● YOUR OBJECTIVE
Return the data verbatim, without pictures.

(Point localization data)

────────

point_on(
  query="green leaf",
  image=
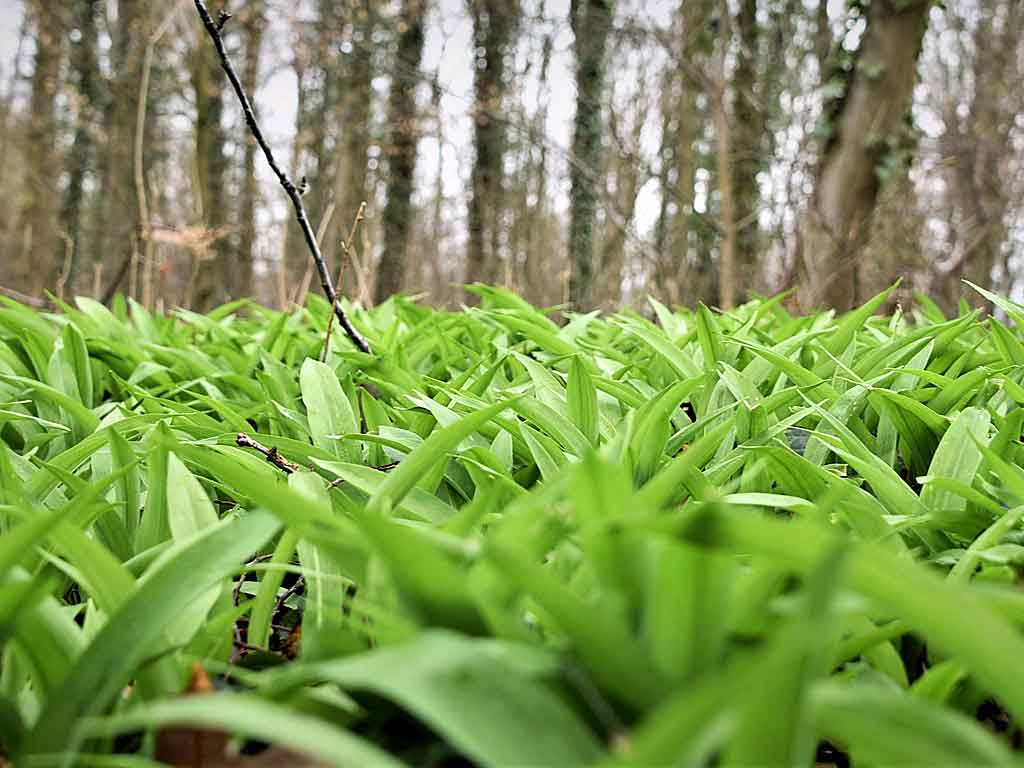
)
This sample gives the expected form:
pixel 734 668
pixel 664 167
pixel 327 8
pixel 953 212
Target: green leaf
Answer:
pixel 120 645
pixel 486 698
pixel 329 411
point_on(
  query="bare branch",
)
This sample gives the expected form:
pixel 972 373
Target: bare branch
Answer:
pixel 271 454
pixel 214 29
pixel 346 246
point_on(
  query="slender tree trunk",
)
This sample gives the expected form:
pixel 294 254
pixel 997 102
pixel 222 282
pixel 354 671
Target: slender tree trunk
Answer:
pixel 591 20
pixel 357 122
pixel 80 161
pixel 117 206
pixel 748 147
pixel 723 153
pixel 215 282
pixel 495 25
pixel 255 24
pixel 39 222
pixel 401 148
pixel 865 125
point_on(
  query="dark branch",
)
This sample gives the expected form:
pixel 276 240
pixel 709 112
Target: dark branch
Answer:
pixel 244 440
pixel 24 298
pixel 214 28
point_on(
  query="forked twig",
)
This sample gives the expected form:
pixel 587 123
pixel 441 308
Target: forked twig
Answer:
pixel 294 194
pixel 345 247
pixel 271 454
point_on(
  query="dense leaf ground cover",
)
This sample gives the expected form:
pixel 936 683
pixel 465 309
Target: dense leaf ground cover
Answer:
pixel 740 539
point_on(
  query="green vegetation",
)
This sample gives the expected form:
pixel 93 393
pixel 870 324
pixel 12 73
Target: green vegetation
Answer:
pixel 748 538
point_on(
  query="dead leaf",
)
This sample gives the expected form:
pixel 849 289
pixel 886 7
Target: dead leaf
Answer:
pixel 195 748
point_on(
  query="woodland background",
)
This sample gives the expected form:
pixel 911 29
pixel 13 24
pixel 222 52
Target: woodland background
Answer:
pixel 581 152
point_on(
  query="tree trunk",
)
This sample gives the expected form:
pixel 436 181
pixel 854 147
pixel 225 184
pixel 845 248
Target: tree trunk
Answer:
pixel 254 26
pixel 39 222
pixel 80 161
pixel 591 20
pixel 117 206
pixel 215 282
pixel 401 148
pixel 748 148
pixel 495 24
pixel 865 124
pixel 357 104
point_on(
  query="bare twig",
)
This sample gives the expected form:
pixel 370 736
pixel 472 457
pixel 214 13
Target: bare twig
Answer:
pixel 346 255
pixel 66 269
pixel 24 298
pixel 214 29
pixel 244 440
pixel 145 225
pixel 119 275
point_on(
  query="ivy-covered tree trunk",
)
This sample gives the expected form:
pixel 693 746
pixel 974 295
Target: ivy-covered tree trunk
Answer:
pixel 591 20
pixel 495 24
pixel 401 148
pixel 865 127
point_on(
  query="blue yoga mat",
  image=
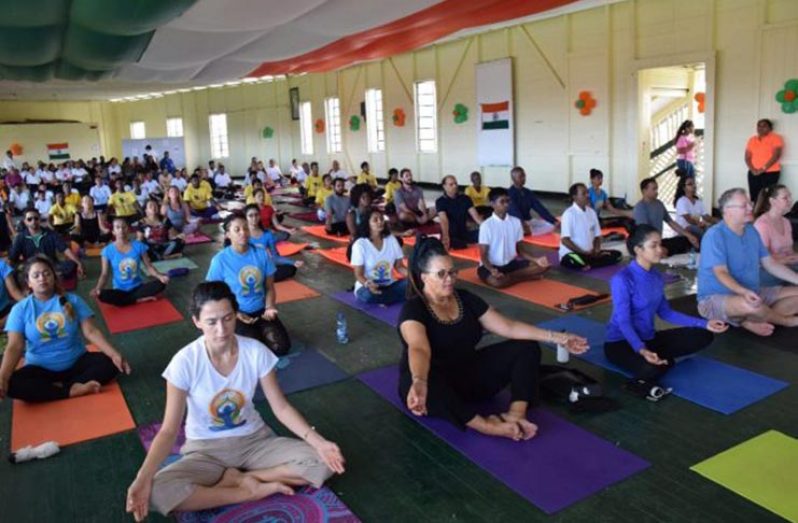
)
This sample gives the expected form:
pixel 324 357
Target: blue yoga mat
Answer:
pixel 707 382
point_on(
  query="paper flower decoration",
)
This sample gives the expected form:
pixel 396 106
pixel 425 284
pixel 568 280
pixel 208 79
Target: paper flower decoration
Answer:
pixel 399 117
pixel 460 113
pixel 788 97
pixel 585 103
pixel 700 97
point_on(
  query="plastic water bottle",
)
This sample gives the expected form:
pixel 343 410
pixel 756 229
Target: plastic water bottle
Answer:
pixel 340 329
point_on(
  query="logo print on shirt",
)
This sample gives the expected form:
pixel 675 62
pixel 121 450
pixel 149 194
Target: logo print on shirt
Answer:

────────

● ANSWER BOX
point_on(
  query="green leaf",
  image=
)
This sample gives the expected form:
pixel 734 668
pixel 664 167
pixel 327 8
pixel 953 212
Target: green leaf
Answer:
pixel 120 645
pixel 486 698
pixel 329 411
point_on(
  query="bare branch",
)
This sample gives the expected form:
pixel 972 373
Target: bare branch
Answer:
pixel 271 454
pixel 214 29
pixel 346 246
point_on(
  query="slender tree trunk",
)
This sample gives the expected form:
pixel 294 254
pixel 997 102
pixel 222 282
pixel 354 671
Target: slender tree trunk
Answer:
pixel 591 20
pixel 357 122
pixel 80 161
pixel 117 206
pixel 748 147
pixel 723 153
pixel 215 282
pixel 495 25
pixel 255 24
pixel 39 222
pixel 401 148
pixel 865 125
point_on(
  query="dark branch",
)
This sample gives the expected form:
pixel 276 240
pixel 709 112
Target: dark branch
Answer:
pixel 244 440
pixel 24 298
pixel 214 28
point_on(
  query="forked twig",
)
This sample gives the expected form:
pixel 587 123
pixel 441 308
Target: forked twig
Answer:
pixel 294 194
pixel 345 247
pixel 271 454
point_on(
  query="dense leaf ground cover",
)
This sample gives the expected form:
pixel 936 683
pixel 465 309
Target: dense leaf ground cover
Answer:
pixel 740 539
point_on(
  query="green vegetation",
)
This sample gives the expected form:
pixel 93 393
pixel 870 324
pixel 12 73
Target: green vegetation
Answer:
pixel 748 538
point_on(
  query="dead leaf",
)
This sample gives the expected form:
pixel 849 289
pixel 886 7
Target: dead leaf
Answer:
pixel 195 748
point_on(
  query="woodland background",
)
This sample gives the expected form:
pixel 911 29
pixel 13 24
pixel 222 52
Target: woodland background
Answer:
pixel 581 152
point_on(
  query="tree trunk",
)
This sample gives the expected form:
pixel 436 181
pixel 854 147
pixel 225 184
pixel 845 248
Target: tree trunk
Answer:
pixel 254 26
pixel 39 222
pixel 80 161
pixel 591 20
pixel 117 206
pixel 215 282
pixel 401 148
pixel 748 148
pixel 495 24
pixel 865 124
pixel 357 104
point_on(
  query="bare twig",
)
This sample gives the expected form:
pixel 370 736
pixel 472 457
pixel 214 13
Target: bare twig
Answer:
pixel 346 255
pixel 66 269
pixel 24 298
pixel 214 29
pixel 244 440
pixel 145 225
pixel 119 275
point_on(
  query="ivy-covered tree trunk",
)
This sample gives the expected form:
pixel 693 746
pixel 974 295
Target: ivy-covered tree trunk
Answer:
pixel 591 20
pixel 495 24
pixel 401 148
pixel 865 127
point_on(
  query="blue yoga mat",
  image=
)
This sample gives the expected form:
pixel 324 357
Target: blue yoga mat
Answer:
pixel 707 382
point_on(
  query="paper flower decoration",
)
This sample gives the expected form:
pixel 396 106
pixel 425 284
pixel 568 280
pixel 208 79
Target: paper flower decoration
Answer:
pixel 399 117
pixel 460 113
pixel 788 97
pixel 585 103
pixel 700 97
point_on(
  query="plastic water bottle",
)
This sample gives the expected form:
pixel 343 410
pixel 756 229
Target: plastic water bottle
Answer:
pixel 340 329
point_on(
  query="logo print on shirt",
)
This sample gives the expected form:
pixel 675 62
pixel 121 450
pixel 149 194
Target: logo print on shirt
Answer:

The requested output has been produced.